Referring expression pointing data
=======

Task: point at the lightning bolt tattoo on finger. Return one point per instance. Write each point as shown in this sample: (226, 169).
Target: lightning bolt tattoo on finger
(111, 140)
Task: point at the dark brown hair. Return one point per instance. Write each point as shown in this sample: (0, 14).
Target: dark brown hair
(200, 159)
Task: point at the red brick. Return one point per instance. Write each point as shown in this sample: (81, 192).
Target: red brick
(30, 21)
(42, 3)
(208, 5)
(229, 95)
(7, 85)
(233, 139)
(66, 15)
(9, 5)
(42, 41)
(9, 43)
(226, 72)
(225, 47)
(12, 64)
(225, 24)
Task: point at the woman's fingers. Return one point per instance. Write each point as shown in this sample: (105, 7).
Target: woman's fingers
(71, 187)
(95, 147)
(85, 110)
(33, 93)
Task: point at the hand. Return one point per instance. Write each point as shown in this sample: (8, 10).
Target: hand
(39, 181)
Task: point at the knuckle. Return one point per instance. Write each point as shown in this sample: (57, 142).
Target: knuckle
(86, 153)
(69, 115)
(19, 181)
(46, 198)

=======

WORK TO COMPLETE » Your answer should be the lines from the one containing "Target: red brick" to the end of the entries above, restated exactly and alone.

TASK OUTPUT »
Target: red brick
(30, 21)
(42, 3)
(208, 5)
(229, 95)
(7, 85)
(233, 139)
(66, 15)
(9, 5)
(42, 41)
(9, 43)
(226, 72)
(225, 47)
(12, 64)
(225, 24)
Task: point at the woman's fingers. Return one point per instance. Write each point as shown in this sample: (105, 7).
Target: woman's fingers
(71, 187)
(95, 147)
(85, 110)
(33, 93)
Task: point at the hand. Return one point per instance. Write each point as shown in this sample: (8, 10).
Target: hand
(39, 181)
Task: point at the knuckle. Return one point per instance. Write each point as shown in this sample: (57, 142).
Target: knuckle
(86, 153)
(69, 115)
(19, 181)
(46, 198)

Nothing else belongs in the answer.